WHAT YOU HAVE TO DO »
Pick out every line in the items below that contains the word "wooden", treating uppercase and lowercase as different.

── EXERCISE MATERIAL

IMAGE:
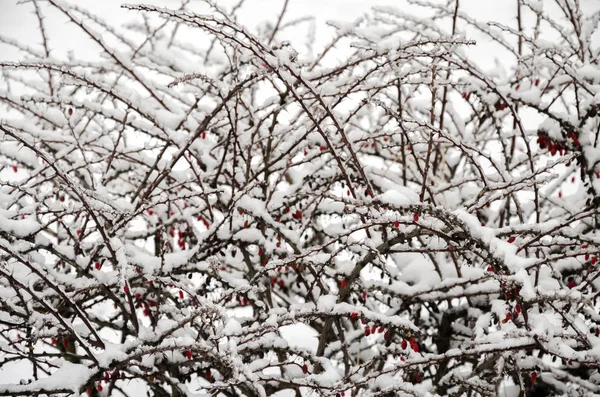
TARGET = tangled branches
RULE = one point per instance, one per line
(249, 219)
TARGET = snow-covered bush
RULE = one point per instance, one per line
(202, 210)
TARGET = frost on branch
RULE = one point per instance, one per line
(249, 216)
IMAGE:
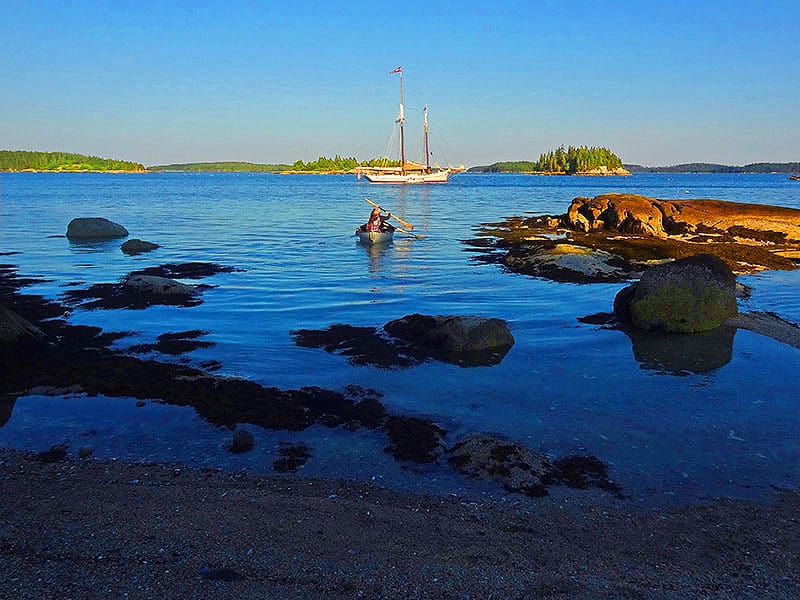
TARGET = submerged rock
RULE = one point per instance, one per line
(14, 328)
(415, 439)
(685, 296)
(94, 228)
(243, 441)
(137, 246)
(461, 340)
(569, 263)
(158, 286)
(452, 334)
(517, 468)
(292, 457)
(520, 469)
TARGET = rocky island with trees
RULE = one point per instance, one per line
(580, 160)
(21, 160)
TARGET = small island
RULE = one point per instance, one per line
(63, 162)
(580, 160)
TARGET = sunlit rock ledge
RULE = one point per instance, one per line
(615, 237)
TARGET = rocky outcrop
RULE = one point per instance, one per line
(451, 334)
(615, 237)
(622, 212)
(689, 295)
(137, 246)
(94, 228)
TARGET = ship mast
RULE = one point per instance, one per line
(401, 119)
(425, 129)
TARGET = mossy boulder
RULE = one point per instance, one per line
(689, 295)
(94, 228)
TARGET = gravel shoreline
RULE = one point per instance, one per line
(107, 529)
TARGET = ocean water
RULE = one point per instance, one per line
(668, 434)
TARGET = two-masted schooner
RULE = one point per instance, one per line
(408, 171)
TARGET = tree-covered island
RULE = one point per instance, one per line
(59, 162)
(580, 160)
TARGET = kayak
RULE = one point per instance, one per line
(374, 237)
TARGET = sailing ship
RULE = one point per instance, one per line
(408, 171)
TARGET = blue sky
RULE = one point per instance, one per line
(658, 83)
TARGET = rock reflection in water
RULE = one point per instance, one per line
(673, 353)
(682, 353)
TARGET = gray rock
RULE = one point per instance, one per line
(137, 246)
(153, 285)
(14, 328)
(452, 333)
(688, 295)
(518, 468)
(94, 228)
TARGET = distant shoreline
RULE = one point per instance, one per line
(114, 171)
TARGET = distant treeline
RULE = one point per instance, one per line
(337, 163)
(21, 160)
(519, 166)
(322, 165)
(714, 168)
(237, 167)
(568, 161)
(577, 160)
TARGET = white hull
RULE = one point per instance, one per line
(436, 177)
(374, 237)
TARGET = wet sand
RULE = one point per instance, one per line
(99, 529)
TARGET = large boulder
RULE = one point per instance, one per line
(688, 295)
(94, 228)
(626, 213)
(452, 334)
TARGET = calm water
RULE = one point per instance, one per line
(668, 435)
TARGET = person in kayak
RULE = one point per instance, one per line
(377, 222)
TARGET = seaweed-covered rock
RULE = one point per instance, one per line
(688, 295)
(152, 285)
(243, 441)
(137, 246)
(518, 468)
(568, 263)
(14, 328)
(414, 439)
(94, 228)
(626, 213)
(451, 333)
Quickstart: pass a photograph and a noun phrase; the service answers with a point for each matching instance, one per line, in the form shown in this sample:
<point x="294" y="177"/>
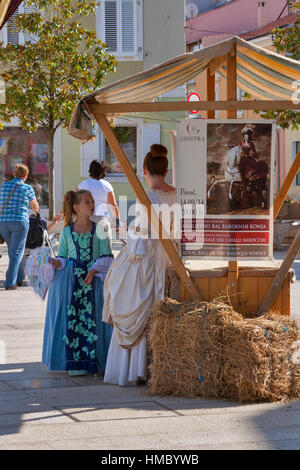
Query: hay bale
<point x="207" y="349"/>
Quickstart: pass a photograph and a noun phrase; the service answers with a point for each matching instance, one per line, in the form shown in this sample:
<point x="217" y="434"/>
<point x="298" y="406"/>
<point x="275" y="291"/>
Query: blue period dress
<point x="75" y="338"/>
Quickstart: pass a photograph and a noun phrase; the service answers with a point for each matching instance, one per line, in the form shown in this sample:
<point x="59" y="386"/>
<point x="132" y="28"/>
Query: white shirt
<point x="99" y="189"/>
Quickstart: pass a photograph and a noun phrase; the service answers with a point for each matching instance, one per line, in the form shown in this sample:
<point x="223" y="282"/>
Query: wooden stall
<point x="251" y="288"/>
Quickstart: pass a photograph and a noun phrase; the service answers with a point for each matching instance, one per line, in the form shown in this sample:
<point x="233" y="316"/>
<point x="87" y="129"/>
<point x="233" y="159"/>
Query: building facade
<point x="140" y="34"/>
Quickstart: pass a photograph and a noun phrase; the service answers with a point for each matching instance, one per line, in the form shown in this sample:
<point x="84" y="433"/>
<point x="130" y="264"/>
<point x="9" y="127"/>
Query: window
<point x="119" y="25"/>
<point x="127" y="136"/>
<point x="19" y="146"/>
<point x="11" y="33"/>
<point x="135" y="138"/>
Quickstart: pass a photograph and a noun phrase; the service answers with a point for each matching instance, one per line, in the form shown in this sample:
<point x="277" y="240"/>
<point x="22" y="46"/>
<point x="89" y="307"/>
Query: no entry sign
<point x="194" y="97"/>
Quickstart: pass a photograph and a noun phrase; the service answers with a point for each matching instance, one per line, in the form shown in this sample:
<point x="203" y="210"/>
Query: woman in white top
<point x="101" y="190"/>
<point x="135" y="280"/>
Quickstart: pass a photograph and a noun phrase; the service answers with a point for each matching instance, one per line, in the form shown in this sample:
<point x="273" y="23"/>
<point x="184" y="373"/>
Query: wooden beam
<point x="216" y="63"/>
<point x="211" y="92"/>
<point x="175" y="259"/>
<point x="168" y="106"/>
<point x="281" y="274"/>
<point x="286" y="186"/>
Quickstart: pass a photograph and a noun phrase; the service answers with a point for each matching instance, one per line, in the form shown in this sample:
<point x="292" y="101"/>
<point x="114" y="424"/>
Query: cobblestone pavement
<point x="50" y="410"/>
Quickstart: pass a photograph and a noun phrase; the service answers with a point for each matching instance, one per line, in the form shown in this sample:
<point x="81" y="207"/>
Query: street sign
<point x="194" y="97"/>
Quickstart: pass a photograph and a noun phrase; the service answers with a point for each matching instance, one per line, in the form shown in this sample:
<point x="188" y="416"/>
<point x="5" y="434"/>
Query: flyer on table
<point x="224" y="180"/>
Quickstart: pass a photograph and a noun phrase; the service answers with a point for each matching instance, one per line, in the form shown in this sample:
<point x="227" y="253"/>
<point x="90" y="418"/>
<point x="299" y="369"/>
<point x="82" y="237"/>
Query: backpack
<point x="35" y="233"/>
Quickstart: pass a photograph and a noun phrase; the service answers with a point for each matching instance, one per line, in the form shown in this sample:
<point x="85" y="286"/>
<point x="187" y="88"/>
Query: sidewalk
<point x="47" y="410"/>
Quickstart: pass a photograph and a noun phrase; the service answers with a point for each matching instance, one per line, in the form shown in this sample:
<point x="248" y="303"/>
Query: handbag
<point x="6" y="202"/>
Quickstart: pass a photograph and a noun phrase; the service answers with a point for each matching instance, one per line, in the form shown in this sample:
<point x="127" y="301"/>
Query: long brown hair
<point x="156" y="161"/>
<point x="71" y="198"/>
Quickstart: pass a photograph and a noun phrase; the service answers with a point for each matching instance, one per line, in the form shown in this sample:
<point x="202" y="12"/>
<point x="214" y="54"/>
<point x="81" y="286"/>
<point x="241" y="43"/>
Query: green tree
<point x="287" y="42"/>
<point x="47" y="76"/>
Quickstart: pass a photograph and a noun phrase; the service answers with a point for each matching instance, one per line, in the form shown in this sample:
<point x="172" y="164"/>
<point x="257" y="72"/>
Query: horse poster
<point x="224" y="180"/>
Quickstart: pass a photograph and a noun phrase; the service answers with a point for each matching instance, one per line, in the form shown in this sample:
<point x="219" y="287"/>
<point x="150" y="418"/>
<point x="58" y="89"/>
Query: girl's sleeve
<point x="63" y="245"/>
<point x="105" y="246"/>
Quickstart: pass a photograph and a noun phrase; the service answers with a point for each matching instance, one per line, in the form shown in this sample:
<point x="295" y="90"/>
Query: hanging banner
<point x="224" y="173"/>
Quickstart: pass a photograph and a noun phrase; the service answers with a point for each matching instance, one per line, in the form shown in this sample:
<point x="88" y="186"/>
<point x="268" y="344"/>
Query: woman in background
<point x="103" y="194"/>
<point x="15" y="199"/>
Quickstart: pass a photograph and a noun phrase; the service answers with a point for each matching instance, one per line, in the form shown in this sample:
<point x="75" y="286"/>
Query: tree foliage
<point x="287" y="42"/>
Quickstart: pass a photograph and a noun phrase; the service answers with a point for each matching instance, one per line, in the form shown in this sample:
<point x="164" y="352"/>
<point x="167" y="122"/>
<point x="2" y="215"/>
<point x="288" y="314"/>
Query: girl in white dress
<point x="135" y="280"/>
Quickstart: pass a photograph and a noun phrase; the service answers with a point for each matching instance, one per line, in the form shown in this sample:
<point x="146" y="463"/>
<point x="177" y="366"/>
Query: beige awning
<point x="263" y="74"/>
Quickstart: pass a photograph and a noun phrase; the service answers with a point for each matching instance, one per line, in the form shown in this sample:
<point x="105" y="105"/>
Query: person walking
<point x="75" y="338"/>
<point x="15" y="199"/>
<point x="103" y="194"/>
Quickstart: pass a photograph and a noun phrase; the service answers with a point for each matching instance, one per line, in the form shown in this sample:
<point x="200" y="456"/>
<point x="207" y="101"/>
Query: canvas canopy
<point x="264" y="74"/>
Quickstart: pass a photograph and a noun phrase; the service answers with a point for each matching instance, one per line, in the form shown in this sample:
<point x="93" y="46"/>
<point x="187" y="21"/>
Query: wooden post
<point x="232" y="114"/>
<point x="286" y="186"/>
<point x="175" y="259"/>
<point x="282" y="272"/>
<point x="211" y="93"/>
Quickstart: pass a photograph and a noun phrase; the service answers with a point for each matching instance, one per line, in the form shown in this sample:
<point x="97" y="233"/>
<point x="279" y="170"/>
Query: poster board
<point x="224" y="176"/>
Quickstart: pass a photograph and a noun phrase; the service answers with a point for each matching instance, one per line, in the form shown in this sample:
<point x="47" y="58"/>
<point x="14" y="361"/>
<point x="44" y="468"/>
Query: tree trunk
<point x="51" y="175"/>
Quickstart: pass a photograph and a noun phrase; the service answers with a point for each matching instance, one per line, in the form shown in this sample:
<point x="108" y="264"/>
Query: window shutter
<point x="12" y="30"/>
<point x="128" y="22"/>
<point x="89" y="152"/>
<point x="27" y="36"/>
<point x="111" y="34"/>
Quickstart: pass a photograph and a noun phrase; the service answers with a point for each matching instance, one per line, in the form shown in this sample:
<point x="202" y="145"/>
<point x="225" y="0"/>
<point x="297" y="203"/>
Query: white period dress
<point x="135" y="280"/>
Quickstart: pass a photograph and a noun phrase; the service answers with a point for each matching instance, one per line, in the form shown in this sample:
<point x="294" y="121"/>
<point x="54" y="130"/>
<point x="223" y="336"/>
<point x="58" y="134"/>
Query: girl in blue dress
<point x="75" y="338"/>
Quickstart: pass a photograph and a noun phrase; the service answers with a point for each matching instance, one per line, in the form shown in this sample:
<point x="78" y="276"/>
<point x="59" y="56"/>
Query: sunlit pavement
<point x="47" y="410"/>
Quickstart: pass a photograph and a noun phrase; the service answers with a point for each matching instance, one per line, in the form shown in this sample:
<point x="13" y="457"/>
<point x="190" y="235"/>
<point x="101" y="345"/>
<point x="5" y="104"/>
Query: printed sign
<point x="224" y="174"/>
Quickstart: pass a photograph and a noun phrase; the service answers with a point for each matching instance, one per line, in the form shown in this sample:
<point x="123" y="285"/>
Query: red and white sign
<point x="194" y="97"/>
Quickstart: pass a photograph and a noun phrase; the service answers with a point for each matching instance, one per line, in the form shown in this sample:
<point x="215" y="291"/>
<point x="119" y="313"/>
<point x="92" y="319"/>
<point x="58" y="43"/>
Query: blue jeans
<point x="14" y="234"/>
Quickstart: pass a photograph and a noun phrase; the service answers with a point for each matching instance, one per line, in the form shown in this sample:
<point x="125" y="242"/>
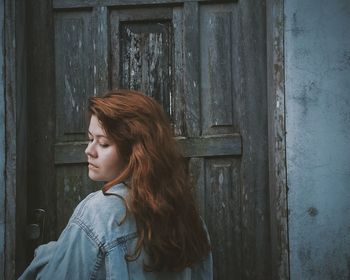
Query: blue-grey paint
<point x="2" y="145"/>
<point x="317" y="87"/>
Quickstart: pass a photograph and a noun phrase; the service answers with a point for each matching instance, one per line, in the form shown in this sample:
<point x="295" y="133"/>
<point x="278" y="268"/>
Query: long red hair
<point x="161" y="196"/>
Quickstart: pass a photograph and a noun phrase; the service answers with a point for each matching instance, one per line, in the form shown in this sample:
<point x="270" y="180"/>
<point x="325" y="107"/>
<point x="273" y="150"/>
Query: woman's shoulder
<point x="105" y="214"/>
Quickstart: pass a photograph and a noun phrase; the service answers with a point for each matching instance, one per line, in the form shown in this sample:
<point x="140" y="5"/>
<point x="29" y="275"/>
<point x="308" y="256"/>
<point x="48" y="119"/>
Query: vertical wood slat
<point x="196" y="168"/>
<point x="41" y="116"/>
<point x="177" y="102"/>
<point x="10" y="140"/>
<point x="74" y="57"/>
<point x="216" y="68"/>
<point x="115" y="47"/>
<point x="191" y="68"/>
<point x="223" y="214"/>
<point x="251" y="99"/>
<point x="100" y="49"/>
<point x="277" y="145"/>
<point x="2" y="147"/>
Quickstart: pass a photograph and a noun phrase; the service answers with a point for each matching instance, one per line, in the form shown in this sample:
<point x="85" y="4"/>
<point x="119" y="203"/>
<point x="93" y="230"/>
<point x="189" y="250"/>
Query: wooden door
<point x="204" y="61"/>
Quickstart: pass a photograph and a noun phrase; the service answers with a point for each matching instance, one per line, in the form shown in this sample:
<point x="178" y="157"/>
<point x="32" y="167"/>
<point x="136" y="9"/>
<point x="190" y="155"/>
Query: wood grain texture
<point x="191" y="69"/>
<point x="2" y="147"/>
<point x="73" y="186"/>
<point x="216" y="145"/>
<point x="74" y="72"/>
<point x="41" y="118"/>
<point x="250" y="23"/>
<point x="216" y="64"/>
<point x="100" y="46"/>
<point x="222" y="213"/>
<point x="65" y="4"/>
<point x="277" y="140"/>
<point x="10" y="140"/>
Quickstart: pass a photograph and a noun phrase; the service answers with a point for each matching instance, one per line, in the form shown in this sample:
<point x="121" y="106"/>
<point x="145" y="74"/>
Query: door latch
<point x="35" y="231"/>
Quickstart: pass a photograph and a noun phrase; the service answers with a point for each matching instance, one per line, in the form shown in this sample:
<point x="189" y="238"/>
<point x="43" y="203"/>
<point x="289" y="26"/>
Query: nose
<point x="90" y="150"/>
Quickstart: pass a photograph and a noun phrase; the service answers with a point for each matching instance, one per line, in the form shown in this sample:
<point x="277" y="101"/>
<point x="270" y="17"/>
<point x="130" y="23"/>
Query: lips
<point x="91" y="165"/>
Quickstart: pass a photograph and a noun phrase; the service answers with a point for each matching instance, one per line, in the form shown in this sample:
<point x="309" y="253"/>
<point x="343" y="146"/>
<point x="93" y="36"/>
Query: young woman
<point x="143" y="224"/>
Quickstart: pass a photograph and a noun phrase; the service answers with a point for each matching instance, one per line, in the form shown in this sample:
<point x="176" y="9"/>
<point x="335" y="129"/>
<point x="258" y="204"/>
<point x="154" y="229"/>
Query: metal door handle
<point x="35" y="231"/>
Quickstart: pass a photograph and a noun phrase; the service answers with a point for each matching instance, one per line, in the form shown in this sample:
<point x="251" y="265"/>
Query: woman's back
<point x="95" y="242"/>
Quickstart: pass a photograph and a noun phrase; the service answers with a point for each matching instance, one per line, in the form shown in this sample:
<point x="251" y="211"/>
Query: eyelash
<point x="102" y="145"/>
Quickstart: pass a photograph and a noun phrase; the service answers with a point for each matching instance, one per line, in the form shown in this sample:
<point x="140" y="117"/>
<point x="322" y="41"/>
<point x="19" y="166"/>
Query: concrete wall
<point x="317" y="68"/>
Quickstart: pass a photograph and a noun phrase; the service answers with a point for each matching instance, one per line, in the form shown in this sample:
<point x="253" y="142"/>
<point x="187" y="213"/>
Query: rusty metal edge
<point x="277" y="139"/>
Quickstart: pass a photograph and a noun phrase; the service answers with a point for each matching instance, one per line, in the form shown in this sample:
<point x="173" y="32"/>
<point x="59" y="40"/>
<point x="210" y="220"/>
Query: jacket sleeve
<point x="75" y="255"/>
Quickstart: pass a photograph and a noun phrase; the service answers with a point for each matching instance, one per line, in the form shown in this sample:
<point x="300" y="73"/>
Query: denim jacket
<point x="94" y="245"/>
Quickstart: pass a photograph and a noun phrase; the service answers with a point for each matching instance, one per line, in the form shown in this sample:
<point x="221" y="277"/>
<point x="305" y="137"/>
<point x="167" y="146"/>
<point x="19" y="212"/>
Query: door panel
<point x="192" y="58"/>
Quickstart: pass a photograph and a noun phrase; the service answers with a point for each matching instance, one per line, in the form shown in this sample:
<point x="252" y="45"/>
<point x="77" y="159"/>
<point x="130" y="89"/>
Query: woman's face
<point x="105" y="162"/>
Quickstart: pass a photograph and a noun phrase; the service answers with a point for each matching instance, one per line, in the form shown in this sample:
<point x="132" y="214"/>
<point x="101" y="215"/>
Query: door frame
<point x="276" y="139"/>
<point x="13" y="136"/>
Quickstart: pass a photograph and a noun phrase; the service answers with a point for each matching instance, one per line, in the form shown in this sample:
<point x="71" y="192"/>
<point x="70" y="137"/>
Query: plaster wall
<point x="317" y="88"/>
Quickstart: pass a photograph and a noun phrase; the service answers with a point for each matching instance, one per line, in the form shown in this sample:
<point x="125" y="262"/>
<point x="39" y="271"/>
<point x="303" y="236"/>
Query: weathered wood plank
<point x="177" y="102"/>
<point x="72" y="186"/>
<point x="216" y="68"/>
<point x="41" y="116"/>
<point x="66" y="4"/>
<point x="277" y="140"/>
<point x="2" y="147"/>
<point x="74" y="72"/>
<point x="10" y="139"/>
<point x="208" y="146"/>
<point x="144" y="52"/>
<point x="197" y="172"/>
<point x="191" y="69"/>
<point x="223" y="215"/>
<point x="100" y="49"/>
<point x="252" y="103"/>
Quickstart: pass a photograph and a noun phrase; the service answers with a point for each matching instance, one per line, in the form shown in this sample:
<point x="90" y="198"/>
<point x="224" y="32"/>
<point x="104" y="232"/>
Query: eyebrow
<point x="98" y="135"/>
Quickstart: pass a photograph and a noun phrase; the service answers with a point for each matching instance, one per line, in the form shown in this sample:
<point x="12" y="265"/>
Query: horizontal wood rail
<point x="204" y="146"/>
<point x="66" y="4"/>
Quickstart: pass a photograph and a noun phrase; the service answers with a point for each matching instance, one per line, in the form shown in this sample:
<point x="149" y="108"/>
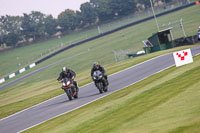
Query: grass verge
<point x="165" y="102"/>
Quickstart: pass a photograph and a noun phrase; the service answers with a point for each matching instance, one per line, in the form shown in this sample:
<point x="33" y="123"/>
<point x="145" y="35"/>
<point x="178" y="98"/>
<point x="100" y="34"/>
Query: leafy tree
<point x="33" y="25"/>
<point x="102" y="9"/>
<point x="88" y="13"/>
<point x="121" y="7"/>
<point x="67" y="20"/>
<point x="50" y="25"/>
<point x="10" y="32"/>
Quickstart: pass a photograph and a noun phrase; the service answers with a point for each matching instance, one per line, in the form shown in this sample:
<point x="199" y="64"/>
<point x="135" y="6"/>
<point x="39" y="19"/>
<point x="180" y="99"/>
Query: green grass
<point x="16" y="59"/>
<point x="43" y="85"/>
<point x="165" y="102"/>
<point x="23" y="95"/>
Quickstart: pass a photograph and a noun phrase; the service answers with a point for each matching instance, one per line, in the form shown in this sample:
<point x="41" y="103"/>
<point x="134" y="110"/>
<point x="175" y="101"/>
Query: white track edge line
<point x="81" y="87"/>
<point x="95" y="99"/>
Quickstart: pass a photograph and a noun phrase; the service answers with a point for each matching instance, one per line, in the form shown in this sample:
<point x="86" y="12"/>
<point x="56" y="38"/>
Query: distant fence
<point x="93" y="38"/>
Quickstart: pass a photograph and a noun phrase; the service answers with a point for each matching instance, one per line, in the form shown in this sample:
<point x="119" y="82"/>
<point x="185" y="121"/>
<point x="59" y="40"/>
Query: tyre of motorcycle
<point x="69" y="93"/>
<point x="100" y="86"/>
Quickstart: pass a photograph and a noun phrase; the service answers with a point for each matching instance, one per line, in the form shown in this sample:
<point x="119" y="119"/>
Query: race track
<point x="88" y="93"/>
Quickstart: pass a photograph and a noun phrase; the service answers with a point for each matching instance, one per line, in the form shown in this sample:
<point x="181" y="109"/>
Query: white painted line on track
<point x="95" y="99"/>
<point x="81" y="87"/>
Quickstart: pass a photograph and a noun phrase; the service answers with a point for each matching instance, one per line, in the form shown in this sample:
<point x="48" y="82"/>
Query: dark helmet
<point x="64" y="69"/>
<point x="96" y="64"/>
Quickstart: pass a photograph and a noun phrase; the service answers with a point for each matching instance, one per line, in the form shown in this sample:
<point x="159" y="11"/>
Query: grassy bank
<point x="130" y="38"/>
<point x="25" y="95"/>
<point x="165" y="102"/>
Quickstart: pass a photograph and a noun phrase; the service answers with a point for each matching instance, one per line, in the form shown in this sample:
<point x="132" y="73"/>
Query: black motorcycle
<point x="99" y="80"/>
<point x="69" y="88"/>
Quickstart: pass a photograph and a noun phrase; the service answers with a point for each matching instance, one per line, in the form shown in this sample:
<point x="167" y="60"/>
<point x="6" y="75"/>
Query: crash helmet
<point x="64" y="69"/>
<point x="96" y="64"/>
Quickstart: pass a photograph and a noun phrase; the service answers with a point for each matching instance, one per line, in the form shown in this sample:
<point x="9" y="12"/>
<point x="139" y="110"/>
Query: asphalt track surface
<point x="61" y="105"/>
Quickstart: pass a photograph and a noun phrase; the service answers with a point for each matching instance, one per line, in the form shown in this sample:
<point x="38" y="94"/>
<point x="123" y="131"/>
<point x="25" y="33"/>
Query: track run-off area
<point x="60" y="105"/>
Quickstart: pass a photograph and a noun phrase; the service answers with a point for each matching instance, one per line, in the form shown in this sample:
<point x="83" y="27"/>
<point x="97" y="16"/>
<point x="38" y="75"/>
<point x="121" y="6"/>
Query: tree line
<point x="16" y="30"/>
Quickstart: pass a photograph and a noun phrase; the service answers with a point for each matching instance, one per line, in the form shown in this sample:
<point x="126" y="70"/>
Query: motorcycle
<point x="69" y="88"/>
<point x="99" y="79"/>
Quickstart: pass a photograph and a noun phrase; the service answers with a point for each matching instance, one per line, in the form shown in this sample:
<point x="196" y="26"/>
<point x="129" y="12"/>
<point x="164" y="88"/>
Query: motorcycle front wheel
<point x="100" y="86"/>
<point x="68" y="92"/>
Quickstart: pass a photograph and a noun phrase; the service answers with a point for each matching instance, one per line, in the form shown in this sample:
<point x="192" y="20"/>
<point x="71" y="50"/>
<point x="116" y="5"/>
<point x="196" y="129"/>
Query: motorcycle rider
<point x="97" y="66"/>
<point x="68" y="73"/>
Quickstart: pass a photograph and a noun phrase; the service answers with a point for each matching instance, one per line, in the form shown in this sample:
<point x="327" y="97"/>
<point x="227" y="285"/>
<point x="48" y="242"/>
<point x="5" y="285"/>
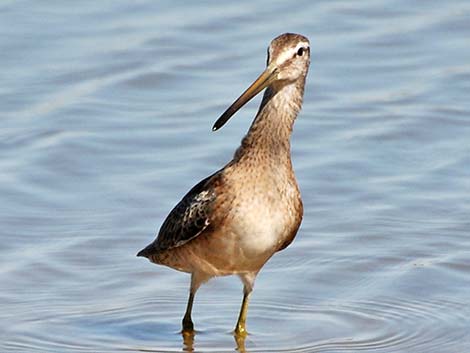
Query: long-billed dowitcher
<point x="233" y="221"/>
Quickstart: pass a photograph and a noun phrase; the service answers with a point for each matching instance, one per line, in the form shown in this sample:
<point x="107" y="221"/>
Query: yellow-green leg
<point x="188" y="326"/>
<point x="240" y="328"/>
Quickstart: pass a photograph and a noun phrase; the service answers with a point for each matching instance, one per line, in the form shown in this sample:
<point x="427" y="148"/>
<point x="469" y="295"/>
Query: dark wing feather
<point x="189" y="218"/>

────

WRITTEN RESPONSE »
Query: wooden stall
Query: wooden beam
Query: wooden post
Query: wooden door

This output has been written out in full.